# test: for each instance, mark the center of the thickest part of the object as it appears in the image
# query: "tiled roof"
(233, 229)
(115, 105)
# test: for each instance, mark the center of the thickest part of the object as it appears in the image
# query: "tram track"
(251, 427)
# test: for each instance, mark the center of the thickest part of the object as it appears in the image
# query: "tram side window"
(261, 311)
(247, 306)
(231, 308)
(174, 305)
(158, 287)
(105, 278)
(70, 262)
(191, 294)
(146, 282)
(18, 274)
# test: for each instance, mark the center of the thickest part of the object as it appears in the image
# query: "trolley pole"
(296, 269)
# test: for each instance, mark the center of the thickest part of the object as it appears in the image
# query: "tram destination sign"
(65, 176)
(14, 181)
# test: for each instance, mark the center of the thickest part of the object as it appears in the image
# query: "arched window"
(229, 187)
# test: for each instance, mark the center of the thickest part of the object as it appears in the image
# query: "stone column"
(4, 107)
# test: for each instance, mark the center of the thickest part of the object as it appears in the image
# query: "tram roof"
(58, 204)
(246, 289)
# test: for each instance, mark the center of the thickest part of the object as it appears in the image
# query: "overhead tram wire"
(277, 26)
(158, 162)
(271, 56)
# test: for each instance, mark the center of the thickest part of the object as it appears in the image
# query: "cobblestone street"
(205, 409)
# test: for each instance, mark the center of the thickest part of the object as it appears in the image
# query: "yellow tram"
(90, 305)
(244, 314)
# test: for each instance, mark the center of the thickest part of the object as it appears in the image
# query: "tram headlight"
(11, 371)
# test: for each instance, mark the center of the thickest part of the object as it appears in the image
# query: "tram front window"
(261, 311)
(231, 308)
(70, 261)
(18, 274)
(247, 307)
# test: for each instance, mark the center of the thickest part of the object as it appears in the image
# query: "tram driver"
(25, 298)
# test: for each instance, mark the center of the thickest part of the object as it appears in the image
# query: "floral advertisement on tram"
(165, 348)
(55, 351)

| Stated goal |
Pull out every line of the material that contains the word "window", treating uppercase and lowercase as different.

| Final result |
# query: "tram side window"
# query: "arched window"
# query: "tram front window"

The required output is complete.